───── Quoted passage

In order to enable this massively increased capacity, UMTS uses a different data transfer process to GSM. Unfortunately this new technology is much more dangerous for living cells than the already-harmful GSM standard. In the globally-recognised REFLEX Study (2000-2004, financed by the European Union) Prof. Franz Adlkofer proved that GSM mobile radio already causes damage to our genetic make-up (DNA) and thus can considerably increase the risk of cancer. On 1st October 2007, the German physician and university lecturer warned urgently of the dangers of the new UMTS standard, whose introduction he criticised as an “uncontrolled and unplanned field trial on people”. Says Franz Adlkofer: “DNA strand breaks already appear at a fortieth of the limit value. UMTS signals are thus almost ten times more effective [gene damaging] as GSM signals.”
In summer 2000, Germany alone took approximately 50 billion Euros (at that time 98.8 billion DM) from the auction of UMTS licences. The Germans want to auction more UMTS frequency blocks by mid 2010.
The first global UMTS network began operation on the Isle of Man in the UK in 2001, followed by Austria the year after. Yet just a few years later, UMTS had begun to be mass-marketed in Europe (in Germany this new mobile radio standard only became commercially available from 2004). This means that most Europeans are still using the older GSM network—although not for much longer. According to an official prognosis, the number of UMTS connections in the EU grew 36 percent to around 172 million in 2009, while the number of current GSM connections decreased about five percent to 469 million. In Switzerland more than one in three, that’s more than three million mobiles, uses the UMTS standard—46 percent more than the previous year. And this is just the beginning.

──────────

Write the next part of the passage on the UMTS mobile radio standard, picking up after its final sentence.

───── Data listing

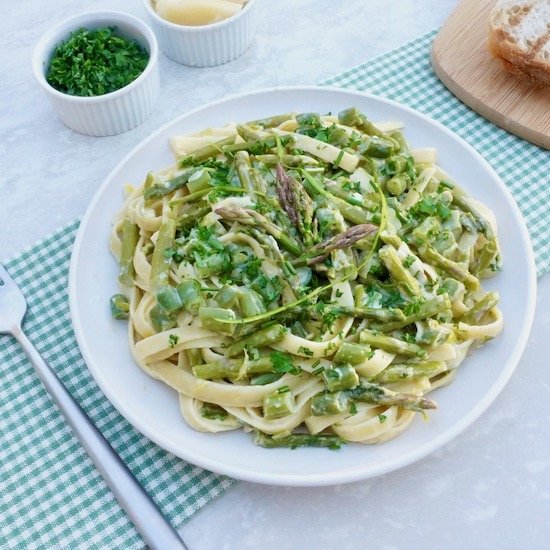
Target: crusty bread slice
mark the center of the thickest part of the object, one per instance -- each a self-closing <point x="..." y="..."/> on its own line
<point x="519" y="35"/>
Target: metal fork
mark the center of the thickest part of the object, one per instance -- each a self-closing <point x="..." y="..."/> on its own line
<point x="146" y="517"/>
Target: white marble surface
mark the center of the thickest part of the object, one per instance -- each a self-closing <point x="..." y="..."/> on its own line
<point x="490" y="487"/>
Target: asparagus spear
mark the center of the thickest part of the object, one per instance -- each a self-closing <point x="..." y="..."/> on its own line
<point x="425" y="310"/>
<point x="409" y="371"/>
<point x="160" y="263"/>
<point x="379" y="395"/>
<point x="393" y="345"/>
<point x="287" y="160"/>
<point x="253" y="218"/>
<point x="296" y="203"/>
<point x="293" y="441"/>
<point x="286" y="195"/>
<point x="162" y="188"/>
<point x="454" y="269"/>
<point x="341" y="241"/>
<point x="352" y="213"/>
<point x="130" y="236"/>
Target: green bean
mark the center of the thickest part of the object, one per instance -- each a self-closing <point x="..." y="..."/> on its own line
<point x="251" y="303"/>
<point x="163" y="188"/>
<point x="206" y="152"/>
<point x="263" y="337"/>
<point x="480" y="308"/>
<point x="227" y="296"/>
<point x="130" y="237"/>
<point x="213" y="318"/>
<point x="399" y="273"/>
<point x="287" y="160"/>
<point x="278" y="404"/>
<point x="199" y="180"/>
<point x="160" y="320"/>
<point x="161" y="262"/>
<point x="397" y="185"/>
<point x="379" y="395"/>
<point x="329" y="403"/>
<point x="189" y="292"/>
<point x="423" y="310"/>
<point x="169" y="299"/>
<point x="271" y="122"/>
<point x="353" y="117"/>
<point x="454" y="269"/>
<point x="352" y="353"/>
<point x="340" y="377"/>
<point x="226" y="369"/>
<point x="258" y="147"/>
<point x="243" y="167"/>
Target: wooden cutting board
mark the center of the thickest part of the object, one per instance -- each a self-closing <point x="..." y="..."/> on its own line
<point x="461" y="60"/>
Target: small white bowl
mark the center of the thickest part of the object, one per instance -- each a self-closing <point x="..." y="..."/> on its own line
<point x="112" y="113"/>
<point x="206" y="45"/>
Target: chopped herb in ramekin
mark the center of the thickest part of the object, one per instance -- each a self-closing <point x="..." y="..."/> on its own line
<point x="95" y="62"/>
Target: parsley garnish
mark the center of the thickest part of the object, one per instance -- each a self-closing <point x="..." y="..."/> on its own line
<point x="95" y="62"/>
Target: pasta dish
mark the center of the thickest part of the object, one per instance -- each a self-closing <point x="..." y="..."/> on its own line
<point x="309" y="278"/>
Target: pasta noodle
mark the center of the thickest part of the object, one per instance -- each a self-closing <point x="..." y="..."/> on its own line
<point x="306" y="277"/>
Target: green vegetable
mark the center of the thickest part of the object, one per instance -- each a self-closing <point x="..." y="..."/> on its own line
<point x="95" y="62"/>
<point x="294" y="441"/>
<point x="278" y="404"/>
<point x="120" y="306"/>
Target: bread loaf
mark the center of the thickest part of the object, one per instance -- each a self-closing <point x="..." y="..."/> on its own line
<point x="519" y="35"/>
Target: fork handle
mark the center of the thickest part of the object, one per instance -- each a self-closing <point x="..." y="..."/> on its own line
<point x="144" y="514"/>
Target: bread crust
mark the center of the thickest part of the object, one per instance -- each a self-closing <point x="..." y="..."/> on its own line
<point x="523" y="61"/>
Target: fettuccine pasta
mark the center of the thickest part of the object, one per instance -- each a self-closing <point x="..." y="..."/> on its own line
<point x="307" y="277"/>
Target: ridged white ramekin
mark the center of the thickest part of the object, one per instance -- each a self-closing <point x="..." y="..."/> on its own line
<point x="206" y="45"/>
<point x="107" y="114"/>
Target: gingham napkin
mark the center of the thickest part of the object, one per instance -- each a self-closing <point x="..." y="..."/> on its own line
<point x="406" y="75"/>
<point x="51" y="495"/>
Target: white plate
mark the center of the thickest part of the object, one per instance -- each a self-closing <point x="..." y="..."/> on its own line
<point x="153" y="408"/>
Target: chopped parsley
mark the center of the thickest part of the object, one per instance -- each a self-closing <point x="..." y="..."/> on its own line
<point x="95" y="62"/>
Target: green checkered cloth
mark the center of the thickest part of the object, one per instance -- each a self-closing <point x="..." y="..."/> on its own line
<point x="51" y="495"/>
<point x="405" y="75"/>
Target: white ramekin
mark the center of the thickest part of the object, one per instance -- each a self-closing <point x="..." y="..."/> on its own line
<point x="206" y="45"/>
<point x="111" y="113"/>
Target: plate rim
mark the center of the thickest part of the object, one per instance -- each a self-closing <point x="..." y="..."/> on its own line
<point x="338" y="476"/>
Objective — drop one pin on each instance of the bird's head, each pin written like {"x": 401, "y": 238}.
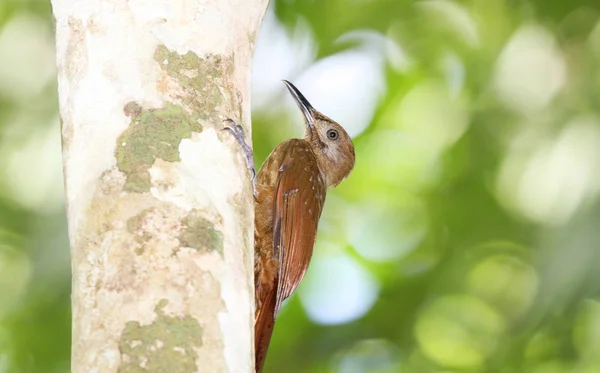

──────────

▶ **Written answer**:
A timely link should be mentioned at this point: since the UMTS network has begun to dominate, increasing numbers of bees and birds are vanishing. There is no doubt about it—we are literally cooking ourselves to death with our home-made bombardment of microwaves. And just like the frog in the heated water glass, we won’t notice the gradual change until it’s too late.
Go without your mobile! If that isn’t possible, use it only to send text messages and keep your calls as short as possible.
Use cable telephone equipment at home and at work. Most DECT base stations radiate constantly on full capacity regardless of whether you are making a call or not. If you depend on a DECT phone, at least ensure that the base station is only active during a call (the corresponding new models have the label “ECO mode+/Ecomode plus” or “fulleco”).
Avoid cordless Internet connections (WLAN) for your computer. It is not necessary to surf the net on the toilet, your commuter train or in the park!
Inform your friends and acquaintances about the dangers of microwave radiation, even if this is an awkward endeavour. Put pressure on the authorities and politicians. It’s time to dust off your armour and fight for life!
The German Association Kompetenzinitiative zum Schutz von Mensch, Umwelt und Demokratie e.V. (Competence Initiative for the Protection of Humanity, Environment and Democracy) in which renowned scientists have joined together, has published a series of articles on the Effects of Mobile Phones and Communication Radio. Four brochures have appeared in German to date (English translations are underway), which we cannot recommend highly enough to our readers: these put together the most recent and most important results in a clear and comprehensible way, and serve as an important tool with which to tackle this problem.